**Exercise**
Only certain lines below are wanted: those starting at the line containing "Q: Point out every instance of the clawed" and ending at the line containing "Q: Point out every instance of the skink mouth", both included, each retyped exactly.

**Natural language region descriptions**

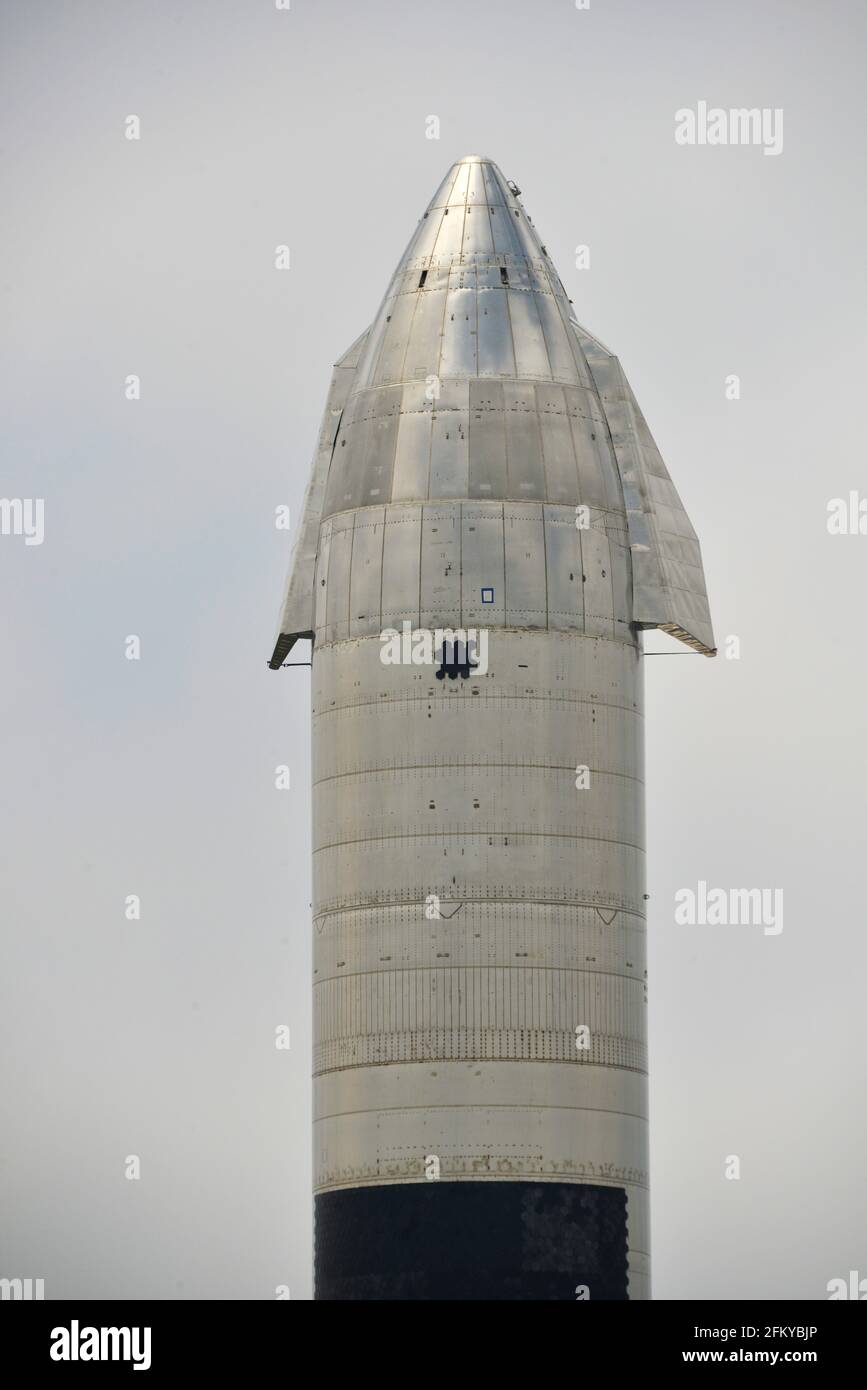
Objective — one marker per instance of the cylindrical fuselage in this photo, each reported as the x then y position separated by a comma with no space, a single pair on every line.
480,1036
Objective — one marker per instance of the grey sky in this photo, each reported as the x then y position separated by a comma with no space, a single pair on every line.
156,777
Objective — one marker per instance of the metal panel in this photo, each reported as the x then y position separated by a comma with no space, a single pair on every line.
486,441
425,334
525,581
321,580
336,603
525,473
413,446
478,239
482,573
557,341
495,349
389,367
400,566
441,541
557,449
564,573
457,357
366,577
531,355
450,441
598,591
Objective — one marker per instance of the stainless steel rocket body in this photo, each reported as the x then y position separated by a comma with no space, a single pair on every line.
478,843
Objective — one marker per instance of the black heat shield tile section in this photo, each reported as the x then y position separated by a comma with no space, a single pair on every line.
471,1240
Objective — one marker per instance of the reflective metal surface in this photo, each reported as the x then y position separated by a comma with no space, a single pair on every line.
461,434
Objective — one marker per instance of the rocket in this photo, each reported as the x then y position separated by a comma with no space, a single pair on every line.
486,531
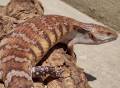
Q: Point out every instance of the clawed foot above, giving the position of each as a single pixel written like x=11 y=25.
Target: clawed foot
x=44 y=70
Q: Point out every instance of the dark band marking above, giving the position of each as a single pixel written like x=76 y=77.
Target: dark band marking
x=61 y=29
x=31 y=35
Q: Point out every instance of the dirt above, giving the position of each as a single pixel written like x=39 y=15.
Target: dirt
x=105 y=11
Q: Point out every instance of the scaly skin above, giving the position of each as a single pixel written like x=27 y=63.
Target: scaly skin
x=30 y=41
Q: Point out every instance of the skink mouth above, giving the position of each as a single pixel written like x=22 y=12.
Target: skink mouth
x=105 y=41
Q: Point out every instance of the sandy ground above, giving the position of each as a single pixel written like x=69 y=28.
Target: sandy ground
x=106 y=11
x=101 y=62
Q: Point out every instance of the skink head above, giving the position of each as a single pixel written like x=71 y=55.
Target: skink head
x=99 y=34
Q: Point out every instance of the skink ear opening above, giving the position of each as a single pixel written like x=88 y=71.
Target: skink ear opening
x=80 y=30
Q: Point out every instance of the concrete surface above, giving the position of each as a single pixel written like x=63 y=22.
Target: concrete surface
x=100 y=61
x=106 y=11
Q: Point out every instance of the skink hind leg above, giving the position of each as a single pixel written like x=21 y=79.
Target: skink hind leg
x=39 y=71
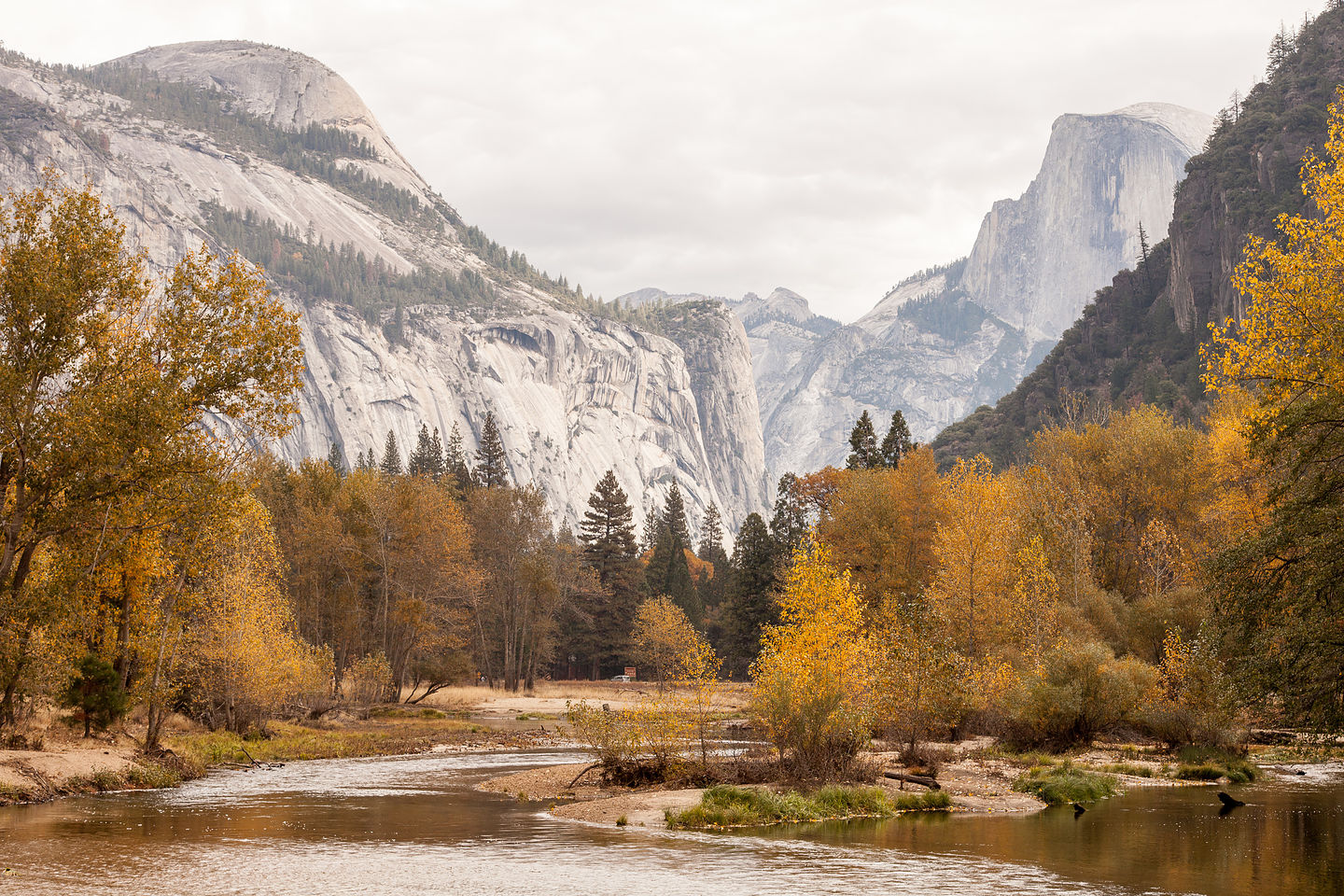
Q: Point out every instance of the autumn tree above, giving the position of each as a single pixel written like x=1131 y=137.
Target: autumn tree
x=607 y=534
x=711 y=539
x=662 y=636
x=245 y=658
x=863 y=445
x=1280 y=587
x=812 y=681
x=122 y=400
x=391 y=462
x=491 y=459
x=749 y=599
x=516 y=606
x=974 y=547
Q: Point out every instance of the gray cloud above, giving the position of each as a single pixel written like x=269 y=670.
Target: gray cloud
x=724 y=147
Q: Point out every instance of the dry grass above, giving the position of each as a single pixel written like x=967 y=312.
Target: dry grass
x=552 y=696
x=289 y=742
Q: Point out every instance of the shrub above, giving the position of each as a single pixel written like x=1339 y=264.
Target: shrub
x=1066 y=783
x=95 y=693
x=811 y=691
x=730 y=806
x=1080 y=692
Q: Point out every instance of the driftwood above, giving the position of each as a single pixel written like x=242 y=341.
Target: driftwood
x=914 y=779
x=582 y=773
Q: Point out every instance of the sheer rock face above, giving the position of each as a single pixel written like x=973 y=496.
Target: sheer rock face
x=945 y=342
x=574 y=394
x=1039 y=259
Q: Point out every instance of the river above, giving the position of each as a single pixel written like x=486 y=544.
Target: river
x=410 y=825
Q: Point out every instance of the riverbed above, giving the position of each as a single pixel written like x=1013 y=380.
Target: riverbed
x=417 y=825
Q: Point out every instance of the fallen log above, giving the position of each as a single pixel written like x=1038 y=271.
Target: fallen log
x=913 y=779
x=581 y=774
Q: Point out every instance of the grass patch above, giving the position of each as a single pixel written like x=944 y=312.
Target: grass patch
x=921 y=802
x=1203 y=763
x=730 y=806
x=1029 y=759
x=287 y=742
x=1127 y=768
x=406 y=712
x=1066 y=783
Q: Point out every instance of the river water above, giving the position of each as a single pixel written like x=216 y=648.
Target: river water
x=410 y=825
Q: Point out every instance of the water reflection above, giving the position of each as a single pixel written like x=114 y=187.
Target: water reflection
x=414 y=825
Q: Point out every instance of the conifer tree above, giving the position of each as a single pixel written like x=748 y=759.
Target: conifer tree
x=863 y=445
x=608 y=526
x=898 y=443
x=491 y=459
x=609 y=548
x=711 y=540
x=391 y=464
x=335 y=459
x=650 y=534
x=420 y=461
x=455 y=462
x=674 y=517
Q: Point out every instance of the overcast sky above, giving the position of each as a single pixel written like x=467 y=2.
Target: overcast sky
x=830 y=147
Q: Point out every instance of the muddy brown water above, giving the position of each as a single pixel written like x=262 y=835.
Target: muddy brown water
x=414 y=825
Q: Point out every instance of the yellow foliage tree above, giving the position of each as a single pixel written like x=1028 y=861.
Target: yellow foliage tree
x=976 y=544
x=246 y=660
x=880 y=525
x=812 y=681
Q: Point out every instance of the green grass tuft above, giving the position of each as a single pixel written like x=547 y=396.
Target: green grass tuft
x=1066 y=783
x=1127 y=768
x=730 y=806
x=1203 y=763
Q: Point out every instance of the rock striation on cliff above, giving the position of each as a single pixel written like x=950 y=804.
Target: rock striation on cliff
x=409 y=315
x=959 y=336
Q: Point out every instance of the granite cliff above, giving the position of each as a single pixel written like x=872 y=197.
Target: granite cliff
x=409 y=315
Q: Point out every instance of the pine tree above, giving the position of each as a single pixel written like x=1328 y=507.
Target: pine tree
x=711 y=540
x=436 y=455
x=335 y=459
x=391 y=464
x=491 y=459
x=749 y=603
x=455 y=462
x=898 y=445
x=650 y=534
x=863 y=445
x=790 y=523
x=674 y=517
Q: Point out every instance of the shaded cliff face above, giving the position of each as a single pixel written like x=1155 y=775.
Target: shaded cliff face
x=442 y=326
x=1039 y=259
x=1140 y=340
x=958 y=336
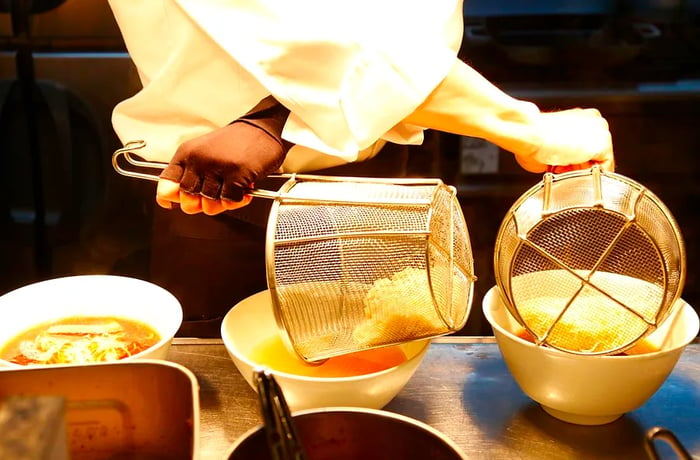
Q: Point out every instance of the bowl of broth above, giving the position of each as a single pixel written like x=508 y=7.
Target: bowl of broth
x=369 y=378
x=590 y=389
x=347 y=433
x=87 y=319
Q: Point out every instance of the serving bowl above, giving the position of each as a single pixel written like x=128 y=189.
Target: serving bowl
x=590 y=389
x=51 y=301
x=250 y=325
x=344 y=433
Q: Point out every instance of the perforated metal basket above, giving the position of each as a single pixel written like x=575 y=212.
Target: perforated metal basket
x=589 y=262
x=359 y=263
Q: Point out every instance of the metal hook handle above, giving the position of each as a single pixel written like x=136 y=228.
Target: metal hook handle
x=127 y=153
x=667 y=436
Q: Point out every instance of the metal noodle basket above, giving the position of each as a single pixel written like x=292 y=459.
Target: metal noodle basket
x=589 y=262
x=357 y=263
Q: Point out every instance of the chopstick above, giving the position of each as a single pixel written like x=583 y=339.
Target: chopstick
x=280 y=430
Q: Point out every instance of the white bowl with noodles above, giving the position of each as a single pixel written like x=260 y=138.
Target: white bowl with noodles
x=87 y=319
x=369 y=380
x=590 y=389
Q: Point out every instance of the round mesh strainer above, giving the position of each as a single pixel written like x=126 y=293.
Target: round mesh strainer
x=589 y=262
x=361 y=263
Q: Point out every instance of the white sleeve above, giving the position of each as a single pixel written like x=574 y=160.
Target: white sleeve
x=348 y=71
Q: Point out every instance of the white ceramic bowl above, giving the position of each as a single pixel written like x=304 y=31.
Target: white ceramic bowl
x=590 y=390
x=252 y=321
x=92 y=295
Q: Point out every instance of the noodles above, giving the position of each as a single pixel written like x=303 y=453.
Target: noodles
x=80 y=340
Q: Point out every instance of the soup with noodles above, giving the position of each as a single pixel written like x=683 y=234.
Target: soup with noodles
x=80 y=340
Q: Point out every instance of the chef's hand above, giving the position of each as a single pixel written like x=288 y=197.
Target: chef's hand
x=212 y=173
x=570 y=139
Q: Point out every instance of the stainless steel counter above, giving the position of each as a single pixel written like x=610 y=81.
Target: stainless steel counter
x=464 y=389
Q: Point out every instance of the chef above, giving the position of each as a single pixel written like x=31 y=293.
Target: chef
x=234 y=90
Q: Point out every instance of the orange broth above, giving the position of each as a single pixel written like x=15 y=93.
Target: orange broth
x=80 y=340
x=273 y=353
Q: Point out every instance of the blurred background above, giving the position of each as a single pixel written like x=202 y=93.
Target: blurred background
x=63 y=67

**Solution below**
Q: Point out every instance of the clawed foot above, giving the position of each as a single pixel written like x=11 y=25.
Target: clawed foot
x=44 y=70
Q: Point out every instance of the dark band marking above, giving the position of each as a single pixel written like x=76 y=77.
Target: dark band marking
x=61 y=29
x=31 y=35
Q: Point out every instance of the dirt above, giving the position of each as a single pixel written like x=39 y=15.
Target: dirt
x=105 y=11
Q: Point out every instance of the scaly skin above, giving the position of each as a single pixel written like x=27 y=63.
Target: scaly skin
x=30 y=41
Q: Point out every instance of the skink mouth above, giving the position of each as a single pixel written like x=22 y=12.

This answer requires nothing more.